[[ Record excerpts open ]]

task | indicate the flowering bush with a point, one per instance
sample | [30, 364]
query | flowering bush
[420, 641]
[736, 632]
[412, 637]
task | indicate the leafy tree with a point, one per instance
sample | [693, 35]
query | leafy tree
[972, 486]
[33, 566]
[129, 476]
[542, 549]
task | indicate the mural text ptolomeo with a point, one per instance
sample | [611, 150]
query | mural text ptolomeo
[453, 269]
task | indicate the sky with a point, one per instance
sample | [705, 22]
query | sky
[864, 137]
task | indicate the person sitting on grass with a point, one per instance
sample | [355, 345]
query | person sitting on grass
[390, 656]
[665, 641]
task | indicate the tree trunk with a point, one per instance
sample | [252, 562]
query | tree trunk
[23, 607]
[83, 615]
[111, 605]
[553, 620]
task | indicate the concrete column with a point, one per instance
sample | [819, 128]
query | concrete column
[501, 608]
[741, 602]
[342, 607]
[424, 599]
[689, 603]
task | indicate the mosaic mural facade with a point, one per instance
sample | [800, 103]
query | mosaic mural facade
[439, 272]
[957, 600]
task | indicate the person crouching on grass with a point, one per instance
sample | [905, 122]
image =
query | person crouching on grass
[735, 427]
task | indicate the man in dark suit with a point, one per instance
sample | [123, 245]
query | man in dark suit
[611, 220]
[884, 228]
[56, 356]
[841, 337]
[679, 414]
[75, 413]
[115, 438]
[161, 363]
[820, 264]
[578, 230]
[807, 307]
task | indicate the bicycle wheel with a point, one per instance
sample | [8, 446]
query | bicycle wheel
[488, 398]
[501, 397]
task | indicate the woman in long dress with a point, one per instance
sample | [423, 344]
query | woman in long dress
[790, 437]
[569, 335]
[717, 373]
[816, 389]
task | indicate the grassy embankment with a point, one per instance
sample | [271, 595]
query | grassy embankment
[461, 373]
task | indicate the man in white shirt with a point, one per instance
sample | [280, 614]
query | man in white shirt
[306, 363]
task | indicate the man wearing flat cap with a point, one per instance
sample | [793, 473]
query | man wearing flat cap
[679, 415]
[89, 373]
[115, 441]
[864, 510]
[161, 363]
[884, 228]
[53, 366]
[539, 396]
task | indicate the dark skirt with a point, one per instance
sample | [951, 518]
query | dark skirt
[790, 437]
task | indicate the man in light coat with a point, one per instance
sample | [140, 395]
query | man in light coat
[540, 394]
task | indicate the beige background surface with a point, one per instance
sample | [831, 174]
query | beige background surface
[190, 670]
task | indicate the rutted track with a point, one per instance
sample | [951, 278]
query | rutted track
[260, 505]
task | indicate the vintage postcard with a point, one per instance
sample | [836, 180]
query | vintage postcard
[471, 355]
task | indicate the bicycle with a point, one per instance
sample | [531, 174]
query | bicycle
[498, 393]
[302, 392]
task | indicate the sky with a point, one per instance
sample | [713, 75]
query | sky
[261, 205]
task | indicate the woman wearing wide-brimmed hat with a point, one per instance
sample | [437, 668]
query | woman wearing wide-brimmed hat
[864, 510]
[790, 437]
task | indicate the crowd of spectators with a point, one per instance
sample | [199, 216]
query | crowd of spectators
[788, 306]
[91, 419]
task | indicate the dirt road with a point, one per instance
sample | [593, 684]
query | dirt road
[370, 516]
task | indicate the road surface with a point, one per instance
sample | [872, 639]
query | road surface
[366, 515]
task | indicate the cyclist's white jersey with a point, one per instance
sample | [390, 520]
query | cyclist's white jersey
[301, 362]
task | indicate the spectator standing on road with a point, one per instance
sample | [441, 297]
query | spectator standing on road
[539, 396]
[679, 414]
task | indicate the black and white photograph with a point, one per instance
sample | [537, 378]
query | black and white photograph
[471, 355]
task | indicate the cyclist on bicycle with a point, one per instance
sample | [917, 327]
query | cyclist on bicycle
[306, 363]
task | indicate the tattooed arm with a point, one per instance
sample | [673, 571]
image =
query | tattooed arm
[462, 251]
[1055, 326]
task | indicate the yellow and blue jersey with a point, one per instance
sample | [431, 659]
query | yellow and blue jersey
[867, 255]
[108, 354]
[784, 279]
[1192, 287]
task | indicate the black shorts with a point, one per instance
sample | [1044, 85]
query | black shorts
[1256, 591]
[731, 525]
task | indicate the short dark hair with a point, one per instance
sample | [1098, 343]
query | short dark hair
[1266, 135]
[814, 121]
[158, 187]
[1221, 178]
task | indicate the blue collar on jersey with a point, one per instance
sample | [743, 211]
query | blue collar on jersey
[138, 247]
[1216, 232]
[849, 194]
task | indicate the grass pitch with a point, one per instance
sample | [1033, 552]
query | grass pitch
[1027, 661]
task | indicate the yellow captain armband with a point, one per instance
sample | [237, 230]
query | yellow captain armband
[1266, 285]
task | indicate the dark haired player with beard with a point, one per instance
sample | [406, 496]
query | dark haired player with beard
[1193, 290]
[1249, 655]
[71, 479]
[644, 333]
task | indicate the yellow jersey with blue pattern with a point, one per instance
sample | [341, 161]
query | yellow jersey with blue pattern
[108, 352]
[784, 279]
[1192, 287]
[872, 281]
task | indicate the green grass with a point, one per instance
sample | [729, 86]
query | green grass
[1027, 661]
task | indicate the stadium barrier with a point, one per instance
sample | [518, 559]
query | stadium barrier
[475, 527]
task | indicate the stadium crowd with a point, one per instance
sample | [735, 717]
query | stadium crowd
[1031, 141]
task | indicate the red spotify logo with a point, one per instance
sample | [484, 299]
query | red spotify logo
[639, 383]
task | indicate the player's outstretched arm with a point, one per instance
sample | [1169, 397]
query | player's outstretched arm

[[ Record excerpts closed ]]

_Task requirements_
All of the records above are to be returned exactly as they stand.

_Exercise response_
task | indicate the flowering bush with a point, one per instance
sample | [30, 364]
query | flowering bush
[420, 641]
[736, 632]
[412, 637]
task | indicate the leafy tree with a point, one per instance
sample | [693, 35]
query | leafy tree
[972, 486]
[33, 566]
[129, 476]
[542, 549]
task | indicate the mural text ptolomeo with a point, one per instance
sample | [611, 150]
query | mural text ptolomeo
[453, 269]
task | indicate the sky with a point, one per instance
sample | [705, 22]
query | sky
[864, 137]
task | indicate the person sitting on grass with a point, one per instance
sample | [355, 345]
query | person sitting on grass
[390, 656]
[665, 641]
task | indicate the tree trunk with a point, one per instance
sample | [252, 562]
query | tree trunk
[23, 607]
[83, 615]
[111, 605]
[553, 620]
task | indicate the concrete column with a point, one per instance
sample | [819, 128]
query | concrete column
[501, 608]
[741, 602]
[342, 607]
[424, 599]
[689, 603]
task | indicate the mosaic mural facade with a point, one per instance
sample | [800, 103]
query | mosaic mural facade
[439, 272]
[957, 600]
task | indicate the person crouching on grass with a point, one per instance
sample | [905, 122]
image =
query | person crouching on grass
[735, 427]
task | indicate the man in dark suit with a point, one per instance
sample | [123, 245]
query | man in dark suit
[611, 220]
[884, 228]
[56, 356]
[841, 337]
[679, 414]
[75, 413]
[115, 438]
[161, 363]
[820, 264]
[578, 230]
[807, 307]
task | indicate the bicycle wheel with a point, one per instance
sample | [8, 446]
query | bicycle wheel
[488, 398]
[501, 397]
task | indicate the woman in long dress with a point, one per instance
sample | [423, 344]
query | woman in long dress
[790, 437]
[569, 335]
[717, 373]
[816, 389]
task | indicate the grassy embankment with a point, one per instance
sample | [271, 595]
query | grassy embankment
[461, 373]
task | indicate the man in white shirt with a point, one per instance
sample | [280, 614]
query | man in white shirt
[306, 363]
task | indicate the man wearing flat cap with a point, one per instance
sample | [793, 473]
query | man wearing flat cap
[679, 415]
[89, 373]
[115, 441]
[864, 510]
[161, 363]
[884, 228]
[53, 366]
[539, 396]
task | indicate the dark skirt with a point, one per instance
sample | [951, 518]
query | dark skirt
[790, 437]
task | indicate the man in light coat with a point, one per instance
sample | [140, 395]
query | man in light coat
[540, 394]
task | indicate the beige background surface with a point, one per instance
sample | [831, 174]
query | beige background surface
[190, 670]
task | indicate the rutted track with a point, one per instance
sample | [951, 278]
query | rutted track
[260, 505]
task | indicate the vintage postcard with a point, one per instance
sample | [836, 180]
query | vintage postcard
[471, 355]
task | indicate the bicycle with a point, one per instance
sample | [531, 174]
query | bicycle
[498, 393]
[302, 392]
task | indicate the sky with a point, one per instance
sample | [713, 75]
query | sky
[261, 205]
task | indicate the woman wearing wide-brimmed hat with a point, one per instance
sample | [437, 668]
query | woman wearing wide-brimmed hat
[864, 510]
[790, 437]
task | indicate the crowd of spectators with a point, one per instance
sample | [199, 216]
query | crowd of spectators
[788, 306]
[91, 419]
task | indicate the dirt road with a point, one per instance
sample | [593, 684]
query | dirt road
[370, 516]
task | indicate the road surface with a point, one per instance
sample | [872, 639]
query | road surface
[366, 515]
task | indicate the cyclist's white jersey with a point, one per instance
sample | [390, 520]
query | cyclist's white jersey
[301, 362]
task | indicate the spectator standing on road with a point, one per instance
sample | [441, 297]
query | spectator standing on road
[539, 396]
[679, 414]
task | indicate the black and white photograph with a point, one per instance
sample | [537, 378]
query | black and white photograph
[471, 355]
task | indicate the cyclist on bicycle with a point, one per instance
sample | [917, 327]
query | cyclist on bicycle
[306, 363]
task | indicate the tattooed arm with a point, one per instance
sample | [673, 571]
image =
query | tattooed arm
[462, 251]
[1055, 326]
task | indicate the yellow and blue jersey with a point, one per instance
sample | [431, 659]
query | yellow and blue jersey
[867, 255]
[108, 354]
[784, 279]
[1192, 287]
task | indicate the black shorts with a point, one per instance
sample | [1044, 85]
query | black shorts
[1256, 591]
[731, 525]
task | indicate the short dark hair with a point, one per instance
sample | [1098, 343]
query | short dark hair
[1266, 135]
[814, 121]
[158, 187]
[1221, 178]
task | indicate the blue collar on jersey with a point, one per instance
sample | [743, 211]
query | blue collar on jersey
[138, 247]
[1216, 232]
[849, 194]
task | indicate the grass pitch with a point, one per instance
sample | [1033, 552]
query | grass pitch
[1027, 661]
task | indicate the yellow captain armband with a point, one per instance
sample | [237, 230]
query | yellow captain armband
[1266, 285]
task | indicate the dark haired player with beard with a point, one per instance
sample | [406, 496]
query | dark haired player with beard
[1193, 290]
[1249, 655]
[71, 479]
[644, 333]
task | indicate the yellow jersey with blue pattern with a point, one per instance
sample | [341, 161]
query | yellow jersey with blue pattern
[108, 352]
[784, 279]
[1192, 287]
[872, 281]
task | indicate the green grass with a point, one per instance
sample | [729, 86]
query | green grass
[1027, 661]
task | indicate the stadium barrier with a point, one per instance
sample | [518, 559]
query | stadium barrier
[475, 527]
task | indicate the stadium crowd with a point, one per instance
sample | [735, 717]
query | stadium crowd
[1031, 141]
task | indicate the red spotify logo with a point, one per instance
sample | [484, 299]
query | red spotify logo
[639, 383]
task | indicate the player's outstretched arm with a point, one per instance
sample | [1169, 397]
query | player's outstretched arm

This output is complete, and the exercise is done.